TASK DESCRIPTION ▸ Reproduce all of the data exactly.

::: AVAILABLE RECORDS :::

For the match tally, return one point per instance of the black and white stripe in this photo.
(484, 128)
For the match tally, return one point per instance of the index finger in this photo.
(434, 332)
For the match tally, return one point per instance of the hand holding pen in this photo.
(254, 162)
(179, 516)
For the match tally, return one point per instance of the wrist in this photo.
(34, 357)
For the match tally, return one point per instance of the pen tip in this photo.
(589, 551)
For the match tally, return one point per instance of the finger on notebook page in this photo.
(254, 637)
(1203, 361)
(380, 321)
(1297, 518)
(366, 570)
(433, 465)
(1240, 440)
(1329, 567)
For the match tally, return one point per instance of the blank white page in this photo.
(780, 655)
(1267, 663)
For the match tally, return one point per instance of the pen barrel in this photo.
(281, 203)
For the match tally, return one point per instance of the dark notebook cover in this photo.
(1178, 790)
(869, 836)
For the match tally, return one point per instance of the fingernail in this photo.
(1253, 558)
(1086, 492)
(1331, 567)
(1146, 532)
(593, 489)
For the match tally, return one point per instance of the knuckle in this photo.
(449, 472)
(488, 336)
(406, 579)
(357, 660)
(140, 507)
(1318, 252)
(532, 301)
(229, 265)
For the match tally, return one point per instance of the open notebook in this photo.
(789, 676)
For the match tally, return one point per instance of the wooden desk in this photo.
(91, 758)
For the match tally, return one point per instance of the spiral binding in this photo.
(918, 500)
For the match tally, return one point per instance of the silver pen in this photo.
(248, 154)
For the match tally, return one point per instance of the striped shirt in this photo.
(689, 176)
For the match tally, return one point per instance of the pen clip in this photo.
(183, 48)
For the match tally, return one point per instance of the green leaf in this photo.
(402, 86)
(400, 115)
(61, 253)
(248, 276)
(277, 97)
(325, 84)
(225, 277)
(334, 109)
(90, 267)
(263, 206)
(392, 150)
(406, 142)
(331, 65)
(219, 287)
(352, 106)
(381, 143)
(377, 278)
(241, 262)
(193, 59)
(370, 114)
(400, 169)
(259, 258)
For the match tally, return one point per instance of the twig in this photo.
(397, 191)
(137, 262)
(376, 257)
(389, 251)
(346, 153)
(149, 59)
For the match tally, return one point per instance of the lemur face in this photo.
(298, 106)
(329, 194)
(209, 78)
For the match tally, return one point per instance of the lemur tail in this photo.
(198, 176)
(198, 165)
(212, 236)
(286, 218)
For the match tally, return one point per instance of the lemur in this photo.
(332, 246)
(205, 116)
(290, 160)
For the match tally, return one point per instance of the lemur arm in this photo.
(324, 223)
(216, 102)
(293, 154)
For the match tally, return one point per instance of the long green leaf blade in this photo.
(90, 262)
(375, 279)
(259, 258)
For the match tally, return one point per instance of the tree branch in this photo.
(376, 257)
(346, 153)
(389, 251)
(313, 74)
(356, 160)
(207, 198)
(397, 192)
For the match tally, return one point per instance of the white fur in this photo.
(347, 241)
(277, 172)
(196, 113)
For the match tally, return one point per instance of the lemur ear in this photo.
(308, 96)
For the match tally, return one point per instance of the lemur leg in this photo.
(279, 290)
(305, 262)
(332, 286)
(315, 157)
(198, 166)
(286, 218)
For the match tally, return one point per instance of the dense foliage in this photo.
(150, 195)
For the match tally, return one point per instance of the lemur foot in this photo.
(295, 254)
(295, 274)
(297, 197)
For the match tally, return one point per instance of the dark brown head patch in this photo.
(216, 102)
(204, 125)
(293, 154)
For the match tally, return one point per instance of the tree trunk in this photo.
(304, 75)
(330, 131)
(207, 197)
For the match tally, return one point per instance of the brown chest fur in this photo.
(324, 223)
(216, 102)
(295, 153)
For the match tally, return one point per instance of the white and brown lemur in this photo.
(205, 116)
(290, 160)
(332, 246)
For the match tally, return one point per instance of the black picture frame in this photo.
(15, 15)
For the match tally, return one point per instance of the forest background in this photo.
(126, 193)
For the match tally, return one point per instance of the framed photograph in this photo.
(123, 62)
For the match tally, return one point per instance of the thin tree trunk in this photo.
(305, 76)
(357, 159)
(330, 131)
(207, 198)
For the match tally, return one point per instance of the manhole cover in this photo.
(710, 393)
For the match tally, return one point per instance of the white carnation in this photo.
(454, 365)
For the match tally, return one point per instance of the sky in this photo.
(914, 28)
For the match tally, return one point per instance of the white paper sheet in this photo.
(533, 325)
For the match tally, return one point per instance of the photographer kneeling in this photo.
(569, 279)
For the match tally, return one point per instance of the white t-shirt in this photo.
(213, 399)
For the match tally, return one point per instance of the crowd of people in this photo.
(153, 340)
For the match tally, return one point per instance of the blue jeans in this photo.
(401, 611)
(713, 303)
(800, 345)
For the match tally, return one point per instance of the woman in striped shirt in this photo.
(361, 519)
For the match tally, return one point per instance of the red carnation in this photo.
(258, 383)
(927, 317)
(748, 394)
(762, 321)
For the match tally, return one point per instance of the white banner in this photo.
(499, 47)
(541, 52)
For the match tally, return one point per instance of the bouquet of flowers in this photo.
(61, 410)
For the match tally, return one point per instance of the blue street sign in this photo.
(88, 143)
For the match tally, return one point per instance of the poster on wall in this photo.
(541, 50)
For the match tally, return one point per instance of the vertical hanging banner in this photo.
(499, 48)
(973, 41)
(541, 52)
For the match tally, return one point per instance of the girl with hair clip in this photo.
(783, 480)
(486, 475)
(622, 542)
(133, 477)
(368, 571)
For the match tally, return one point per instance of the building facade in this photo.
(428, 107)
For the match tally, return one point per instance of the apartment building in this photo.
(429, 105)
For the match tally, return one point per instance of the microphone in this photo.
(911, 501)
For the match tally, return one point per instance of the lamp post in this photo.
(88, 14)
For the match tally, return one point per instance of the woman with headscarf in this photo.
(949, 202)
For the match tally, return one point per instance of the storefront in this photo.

:::

SOLUTION ▸
For the match tally, return one point per instance of the black and white stripe in this photo.
(484, 128)
For the match tally, return one point per instance of the index finger in this photo.
(434, 332)
For the match tally, return one point per instance of the hand holding pen in this photo.
(254, 162)
(179, 516)
For the match tally, return one point per instance of the wrist in this photo.
(34, 357)
For the match tally, return one point per instance of the pen tip in this photo.
(589, 551)
For the match tally, return one point per instance of the finger on notebook page in this photo.
(254, 637)
(1203, 361)
(380, 321)
(1297, 518)
(366, 570)
(433, 465)
(1240, 440)
(1329, 567)
For the match tally, return one point per instance of the blank white page in this photo.
(780, 655)
(1267, 663)
For the match tally, return one point per instance of the pen barrel in this photo.
(281, 203)
For the match tally, return one point per instance of the dark notebook cover in this photo.
(1178, 790)
(869, 836)
For the match tally, return one point per instance of the fingernail in this photo.
(1253, 558)
(1086, 492)
(1331, 567)
(1146, 532)
(593, 489)
For the match tally, return one point per instance of the knuckle in this photo.
(449, 472)
(488, 336)
(406, 579)
(357, 660)
(140, 507)
(1318, 252)
(532, 301)
(229, 265)
For the match tally, return one point per instance of the open notebook in this photo.
(789, 676)
For the match tally, return one point per instance of the wooden desk in this photo.
(91, 758)
For the match tally, return one point per instance of the spiral binding in this photo.
(918, 500)
For the match tally, return one point per instance of the silver pen in this photo.
(248, 154)
For the match tally, return one point per instance of the striped shirt in this photo.
(689, 176)
For the match tally, return one point per instance of the pen clip in this photo.
(183, 48)
For the match tally, return one point per instance of the green leaf in this photo.
(402, 86)
(400, 115)
(61, 253)
(248, 276)
(277, 97)
(325, 84)
(225, 277)
(334, 109)
(90, 267)
(263, 206)
(392, 150)
(406, 142)
(331, 65)
(219, 287)
(352, 106)
(381, 143)
(377, 278)
(241, 262)
(193, 59)
(370, 114)
(400, 169)
(259, 258)
For the match tally, return one point per instance of the twig in this photo.
(397, 191)
(137, 262)
(376, 257)
(389, 251)
(346, 153)
(149, 59)
For the match tally, return one point per instance of the lemur face in this photo.
(298, 106)
(329, 194)
(209, 78)
For the match tally, return one point per instance of the lemur tail in this photo.
(198, 176)
(198, 165)
(212, 236)
(286, 218)
For the match tally, return one point per instance of the lemur in this photo.
(332, 246)
(205, 116)
(290, 160)
For the match tally, return one point per instance of the lemur arm in this photo.
(324, 223)
(216, 102)
(293, 154)
For the match tally, return one point per instance of the long green leaf blade in this photo.
(90, 262)
(375, 279)
(259, 258)
For the match tally, return one point per instance of the tree branch in this photo.
(376, 257)
(346, 153)
(389, 251)
(313, 74)
(356, 160)
(207, 198)
(397, 192)
For the match tally, return one point per instance of the white fur in this photo.
(347, 241)
(277, 172)
(196, 113)
For the match tally, return one point per instance of the lemur ear in this photo.
(308, 96)
For the match tally, return one point per instance of the lemur leg in this photo.
(279, 290)
(305, 262)
(332, 286)
(315, 157)
(198, 166)
(286, 218)
For the match tally, return one point per instance of the dense foliage in this photo.
(150, 195)
For the match tally, return one point per instance of the lemur foot in this photo.
(295, 254)
(295, 274)
(297, 197)
For the match tally, return one point per instance of the dark brown head patch in this photo.
(216, 102)
(204, 125)
(293, 154)
For the match tally, return one point per instance of the tree trunk in this photo.
(304, 75)
(330, 131)
(207, 197)
For the match tally, return one point per instance of the brown chest fur in this photo.
(324, 223)
(216, 102)
(295, 153)
For the match tally, return one point per instance of the white and brown lemur in this photo.
(205, 116)
(290, 160)
(332, 246)
For the match tally, return one point per instance of the black picture frame in this photo.
(15, 15)
For the match tally, return one point per instance of the forest background in this photo.
(126, 193)
For the match tally, return one point per instance of the framed photograph in this photo.
(123, 62)
For the match tally, return one point per instance of the thin tree trunk in this photo.
(305, 76)
(357, 159)
(330, 131)
(207, 198)
For the match tally, return one point per instance of the manhole cover in this photo.
(710, 393)
For the match tally, return one point per instance of the white carnation in this photo.
(454, 365)
For the match tally, return one point per instance of the sky in this photo.
(914, 28)
For the match tally, return one point per instance of the white paper sheet in this photo.
(533, 325)
For the match tally, return one point per instance of the photographer kneeling in this photo.
(569, 279)
For the match tally, return one point per instance of the white t-shirt in this photo.
(213, 399)
For the match tally, return one point per instance of the crowd of people in this photo.
(153, 340)
For the match tally, return one point per instance of the blue jeans in this photo.
(401, 611)
(713, 303)
(800, 345)
For the match tally, return one point per instance of the woman in striped shirt in this photo.
(361, 519)
For the match tally, return one point per instance of the red carnation in this photo.
(258, 383)
(927, 317)
(748, 394)
(762, 321)
For the match tally, return one point per instance of the white banner in this photo.
(499, 47)
(541, 52)
For the match tally, return one point per instance of the bouquet of flowers in this photo.
(61, 410)
For the match tally, return one point per instance of the blue street sign in this photo.
(88, 143)
For the match tally, return one point per instance of the poster on wall in this photo.
(541, 50)
For the match tally, return one point per instance of the vertical hanging banner in this photo.
(499, 48)
(973, 41)
(541, 52)
For the match tally, return one point per instance of the girl with hair clip in this photo.
(783, 480)
(486, 475)
(622, 542)
(133, 477)
(368, 571)
For the match tally, return one point per instance of the building facade in this photo.
(428, 107)
For the match tally, return one point per instance of the apartment building in this photo.
(429, 105)
For the match tally, return one point per instance of the microphone in this photo.
(911, 501)
For the match tally, return one point per instance of the lamp post in this photo.
(88, 14)
For the match tally, return one point per instance of the woman with headscarf in this photo.
(949, 202)
For the match tally, return one point per instance of the storefront in this photo.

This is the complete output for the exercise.